:: Set exercise ::
Omit images. Retype all entries verbatim.

►

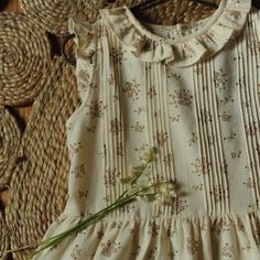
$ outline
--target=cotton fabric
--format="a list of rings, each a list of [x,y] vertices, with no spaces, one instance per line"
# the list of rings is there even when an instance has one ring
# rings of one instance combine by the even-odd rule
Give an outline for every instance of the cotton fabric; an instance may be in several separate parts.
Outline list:
[[[34,260],[260,258],[260,12],[223,0],[191,24],[128,7],[76,34],[80,107],[67,120],[69,198],[45,238],[111,204],[150,147],[172,205],[136,201]],[[50,202],[51,203],[51,202]]]

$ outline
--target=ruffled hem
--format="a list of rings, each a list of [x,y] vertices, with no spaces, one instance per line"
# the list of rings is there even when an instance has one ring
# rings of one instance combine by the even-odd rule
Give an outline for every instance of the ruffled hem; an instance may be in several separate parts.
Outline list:
[[[193,35],[169,41],[147,30],[127,6],[101,9],[100,14],[123,45],[144,62],[184,67],[219,52],[245,25],[251,1],[223,0],[208,24]],[[150,24],[152,26],[152,24]],[[163,25],[160,25],[163,28]]]
[[[61,216],[45,238],[77,224]],[[105,218],[33,260],[259,259],[260,210],[217,218]]]

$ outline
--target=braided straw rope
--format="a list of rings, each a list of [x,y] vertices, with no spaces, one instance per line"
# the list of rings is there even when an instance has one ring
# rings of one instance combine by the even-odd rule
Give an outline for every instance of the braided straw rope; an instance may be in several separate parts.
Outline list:
[[[67,34],[67,20],[80,17],[93,22],[102,1],[98,0],[21,0],[22,9],[36,23],[53,34]]]
[[[66,120],[79,99],[74,68],[62,58],[52,67],[21,140],[19,156],[23,160],[15,164],[9,184],[11,199],[6,218],[12,232],[11,249],[41,240],[67,199]],[[25,259],[25,252],[13,256]]]
[[[212,2],[219,3],[220,1],[221,0],[214,0]],[[140,2],[145,1],[116,0],[113,3],[109,4],[109,8],[121,7],[123,4],[132,7]],[[209,17],[214,11],[215,9],[213,8],[197,4],[191,0],[171,0],[143,9],[142,18],[148,22],[171,25],[175,23],[194,22]]]
[[[50,8],[51,6],[53,8],[54,3],[51,0],[42,1],[45,6],[40,0],[21,1],[28,15],[42,23],[48,31],[58,34],[67,32],[69,8],[64,8],[67,12],[61,11],[62,7],[59,9],[56,7],[56,10],[52,11]],[[117,0],[107,7],[134,6],[138,2],[140,1]],[[186,8],[183,12],[180,12],[180,2],[183,9]],[[34,8],[31,8],[33,6]],[[71,7],[69,10],[76,9]],[[187,0],[173,0],[142,13],[150,22],[173,24],[206,18],[213,11],[202,6],[191,6]],[[94,9],[82,15],[95,21],[97,13]],[[12,194],[6,212],[7,224],[12,232],[10,236],[12,249],[41,240],[47,227],[64,209],[69,171],[65,122],[78,105],[75,86],[72,68],[58,59],[52,66],[46,89],[37,98],[35,112],[22,137],[19,156],[26,160],[18,160],[19,163],[14,165],[9,184]],[[25,259],[25,252],[13,253],[13,257],[19,260]]]
[[[20,130],[14,118],[0,106],[0,192],[8,183],[6,175],[8,164],[14,159],[20,143]]]
[[[218,3],[220,0],[215,0]],[[110,3],[111,2],[111,3]],[[123,4],[132,7],[144,0],[21,0],[24,12],[46,31],[66,34],[68,18],[77,17],[89,22],[98,19],[100,8],[115,8]],[[182,10],[182,12],[180,12]],[[162,24],[188,22],[203,19],[213,13],[213,9],[193,3],[191,0],[172,0],[143,11],[147,20]]]
[[[23,14],[0,13],[0,105],[31,102],[50,71],[46,33]],[[42,80],[44,84],[44,82]]]
[[[6,259],[7,257],[4,251],[8,250],[10,246],[9,236],[4,216],[0,210],[0,259]]]

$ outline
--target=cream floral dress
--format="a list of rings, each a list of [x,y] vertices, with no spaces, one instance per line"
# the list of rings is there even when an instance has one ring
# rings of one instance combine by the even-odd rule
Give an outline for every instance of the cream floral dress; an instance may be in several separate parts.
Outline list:
[[[260,259],[260,12],[223,0],[192,24],[100,10],[77,36],[69,198],[45,238],[111,204],[150,147],[172,205],[134,201],[34,260]],[[50,202],[51,203],[51,202]]]

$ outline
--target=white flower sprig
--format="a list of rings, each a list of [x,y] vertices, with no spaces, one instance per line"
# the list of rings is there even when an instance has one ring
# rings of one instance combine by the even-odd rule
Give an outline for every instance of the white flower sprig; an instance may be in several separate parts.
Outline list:
[[[83,218],[79,220],[77,225],[67,229],[66,231],[58,234],[52,238],[42,240],[31,246],[25,246],[22,248],[8,250],[6,252],[15,252],[20,250],[29,250],[35,247],[39,247],[32,254],[28,257],[28,260],[32,259],[39,252],[45,249],[52,249],[59,245],[63,240],[71,237],[72,235],[76,235],[83,229],[96,224],[98,220],[106,217],[108,213],[113,210],[117,207],[121,207],[127,203],[130,203],[134,199],[138,201],[158,201],[160,203],[170,204],[175,197],[175,182],[155,182],[151,177],[149,177],[149,173],[147,173],[147,169],[149,164],[155,161],[158,150],[156,148],[151,148],[147,153],[141,158],[141,163],[139,166],[131,167],[130,176],[126,178],[121,178],[121,183],[127,185],[127,189],[109,206],[104,209],[93,214],[90,217]]]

◄

:: Finished answer ::
$ outline
--target=cotton fabric
--format="a list of rings, each a list of [x,y] vertices, with no spaces, one instance per line"
# the list of rings is there even when an instance has one ring
# rings of one instance combine by the even-odd rule
Give an outline for every instance of the cotton fabric; an instance may be in several separate parts.
Outline list:
[[[34,260],[260,258],[260,12],[223,0],[191,24],[128,7],[76,34],[80,107],[67,120],[69,198],[45,238],[111,204],[150,147],[172,205],[136,201]],[[50,202],[51,203],[51,202]]]

$ outline
--target=ruffled hem
--format="a list of rings, each a list of [x,y] vertices, with no spaces, one instance per line"
# the list of rings is there even when an instance has one ring
# rings of one instance combine by the even-odd rule
Give an outline for every instance of the ruffled hem; an instance may be in several separate parts.
Outline list:
[[[193,35],[169,41],[147,30],[127,6],[101,9],[100,14],[123,45],[144,62],[184,67],[219,52],[245,25],[251,1],[223,0],[208,24]],[[150,24],[152,26],[152,24]],[[163,25],[160,25],[163,28]]]
[[[61,216],[45,238],[77,224]],[[105,218],[33,260],[259,259],[260,210],[217,218]]]

$ outline
--target=braided straw rope
--format="a list of rings, each a list of [x,y] vertices, with no spaces, one instance per line"
# the list of rings is there even when an instance has one ring
# rings of one instance combine by the even-odd rule
Give an outline for every instance of the braided straw rope; an instance may be in several separate parts.
Outline list:
[[[67,34],[67,20],[80,17],[93,22],[102,1],[98,0],[21,0],[22,9],[36,23],[53,34]]]
[[[66,120],[79,99],[74,68],[62,58],[52,67],[21,140],[19,156],[23,160],[15,164],[9,184],[11,199],[6,218],[12,232],[11,249],[41,240],[67,199]],[[25,259],[25,252],[13,256]]]
[[[212,2],[219,3],[220,1],[221,0],[214,0]],[[140,2],[145,1],[116,0],[113,3],[109,4],[109,8],[121,7],[123,4],[132,7]],[[209,17],[214,11],[215,9],[213,8],[197,4],[191,0],[171,0],[143,9],[142,18],[148,22],[171,25],[175,23],[194,22]]]
[[[50,8],[51,6],[53,8],[54,3],[51,0],[42,1],[45,6],[40,0],[21,1],[28,15],[42,23],[48,31],[58,34],[67,32],[69,8],[64,8],[67,12],[61,11],[62,7],[59,9],[56,7],[56,10],[52,11]],[[117,0],[107,7],[134,6],[138,2],[140,1]],[[186,8],[183,12],[180,12],[180,2],[183,9]],[[34,8],[31,8],[33,6]],[[71,7],[69,10],[76,9]],[[187,0],[173,0],[142,13],[150,22],[173,24],[206,18],[213,11],[202,6],[191,6]],[[94,9],[82,15],[95,21],[97,13]],[[12,194],[6,212],[7,224],[12,232],[10,236],[12,249],[41,240],[47,227],[64,209],[69,171],[65,122],[78,105],[75,86],[72,68],[58,59],[52,66],[46,89],[37,98],[35,112],[22,137],[19,156],[26,160],[18,160],[19,163],[14,165],[9,184]],[[25,259],[25,252],[13,253],[13,257],[19,260]]]
[[[20,130],[14,118],[0,106],[0,192],[8,183],[6,175],[8,164],[14,159],[20,143]]]
[[[218,3],[220,0],[215,0]],[[110,3],[111,2],[111,3]],[[123,4],[132,7],[144,0],[21,0],[24,12],[46,31],[66,34],[68,18],[77,17],[89,22],[98,19],[100,8],[115,8]],[[182,10],[182,12],[180,12]],[[162,24],[188,22],[203,19],[213,13],[213,9],[193,3],[191,0],[172,0],[143,11],[147,20]]]
[[[23,14],[0,13],[0,105],[31,102],[50,71],[46,33]],[[42,80],[44,84],[44,82]]]
[[[6,259],[7,257],[4,251],[8,250],[10,246],[9,236],[4,216],[0,210],[0,259]]]

$ outline
--target=cream floral dress
--format="a list of rings, each a list of [x,y] vertices, with no spaces, one instance per line"
# the list of rings is there even when an instance has one ring
# rings of one instance combine by the even-odd rule
Give an outline for every instance of the cream floral dress; an instance may be in several separate parts.
Outline list:
[[[260,259],[260,12],[223,0],[192,24],[100,10],[77,36],[69,198],[45,238],[111,204],[150,147],[172,205],[134,201],[34,260]],[[50,202],[51,203],[51,202]]]

$ outline
--target=white flower sprig
--format="a list of rings, each a list of [x,y] vertices, with no spaces, one instance per line"
# the list of rings is there even when an instance has one ring
# rings of one instance combine by the even-odd rule
Give an outline for every instance of the white flower sprig; an instance may be in several separate parts.
Outline list:
[[[83,218],[79,220],[77,225],[67,229],[66,231],[58,234],[52,238],[42,240],[31,246],[25,246],[22,248],[8,250],[6,252],[15,252],[20,250],[29,250],[35,247],[39,247],[32,254],[28,257],[28,260],[32,259],[39,252],[45,249],[52,249],[59,245],[63,240],[71,237],[72,235],[76,235],[83,229],[96,224],[98,220],[106,217],[108,213],[113,210],[117,207],[121,207],[127,203],[130,203],[134,199],[138,201],[158,201],[160,203],[170,204],[175,197],[175,182],[155,182],[151,177],[149,177],[149,173],[147,173],[147,169],[149,164],[155,161],[158,150],[156,148],[151,148],[147,153],[141,158],[141,163],[139,166],[131,167],[130,176],[126,178],[121,178],[121,183],[127,185],[127,189],[109,206],[104,209],[93,214],[90,217]]]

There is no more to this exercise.